Answer these questions from the review of NORMAL below.
1. Who wrote the review?
2. Which company published the book?
3. How many pages long is the book?

* _Text shown_:
━━━━━━

Review by Paul D Houston
This is a short novel by writer, Warren Ellis and published by Farrar, Straus and Giroux.
Warren Ellis is one of my favorite authors because his work is throbbing with a strange and purposely weird energy. His stories are theoretical fantasies full of possibility and curiosity. There are many different elements in his work at all times, from science-fiction, to crime-noir, to historical theory and always with intense characterization. Warren Ellis' characters are all hyper-strange and deeply fascinating in weird and wonderful ways, and it's sort of the hallmark of his writing. His plots are of course, wonderfully inventive, but most of the time, its his characters that capture the reader. And it's no different in this book. NORMAL is a short story, only 148 pages, but it's the epitome of Warren Ellis's grandest writing and features a whole host of wonderful characters.
First let me explain the concept, in a boiled down fashion...

━━━━━━

* _Information_:

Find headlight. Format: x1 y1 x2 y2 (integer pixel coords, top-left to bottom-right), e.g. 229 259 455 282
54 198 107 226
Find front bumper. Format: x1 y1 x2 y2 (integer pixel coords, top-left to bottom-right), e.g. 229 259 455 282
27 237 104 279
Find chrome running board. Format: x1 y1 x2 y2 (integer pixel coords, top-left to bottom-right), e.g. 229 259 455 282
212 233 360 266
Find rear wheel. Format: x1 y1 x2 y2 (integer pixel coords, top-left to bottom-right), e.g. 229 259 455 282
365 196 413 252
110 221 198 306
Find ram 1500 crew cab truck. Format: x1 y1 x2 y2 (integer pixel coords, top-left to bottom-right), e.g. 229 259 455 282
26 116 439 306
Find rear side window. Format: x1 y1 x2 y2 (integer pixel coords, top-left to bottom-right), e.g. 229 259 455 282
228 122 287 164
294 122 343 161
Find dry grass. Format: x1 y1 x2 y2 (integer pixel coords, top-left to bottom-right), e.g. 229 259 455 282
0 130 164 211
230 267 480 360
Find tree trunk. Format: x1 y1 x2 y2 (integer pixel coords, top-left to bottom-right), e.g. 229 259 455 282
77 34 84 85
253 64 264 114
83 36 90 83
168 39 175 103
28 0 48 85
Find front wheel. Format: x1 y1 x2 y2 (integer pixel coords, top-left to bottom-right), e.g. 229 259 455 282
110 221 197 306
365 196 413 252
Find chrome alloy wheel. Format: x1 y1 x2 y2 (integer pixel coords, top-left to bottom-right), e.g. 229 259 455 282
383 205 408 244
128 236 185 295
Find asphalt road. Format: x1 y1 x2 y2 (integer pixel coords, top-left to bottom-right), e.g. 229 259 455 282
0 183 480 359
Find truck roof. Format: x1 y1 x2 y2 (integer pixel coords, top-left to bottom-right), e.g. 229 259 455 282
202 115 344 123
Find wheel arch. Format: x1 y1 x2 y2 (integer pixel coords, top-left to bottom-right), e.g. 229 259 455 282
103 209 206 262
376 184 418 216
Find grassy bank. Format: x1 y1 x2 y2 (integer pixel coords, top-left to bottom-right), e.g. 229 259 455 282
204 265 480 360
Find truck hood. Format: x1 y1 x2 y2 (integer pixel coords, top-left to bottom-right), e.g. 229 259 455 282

━━━━━━

* _Written answer_:
1. Paul D Houston
2. Farrar, Straus and Giroux
3. 148 pages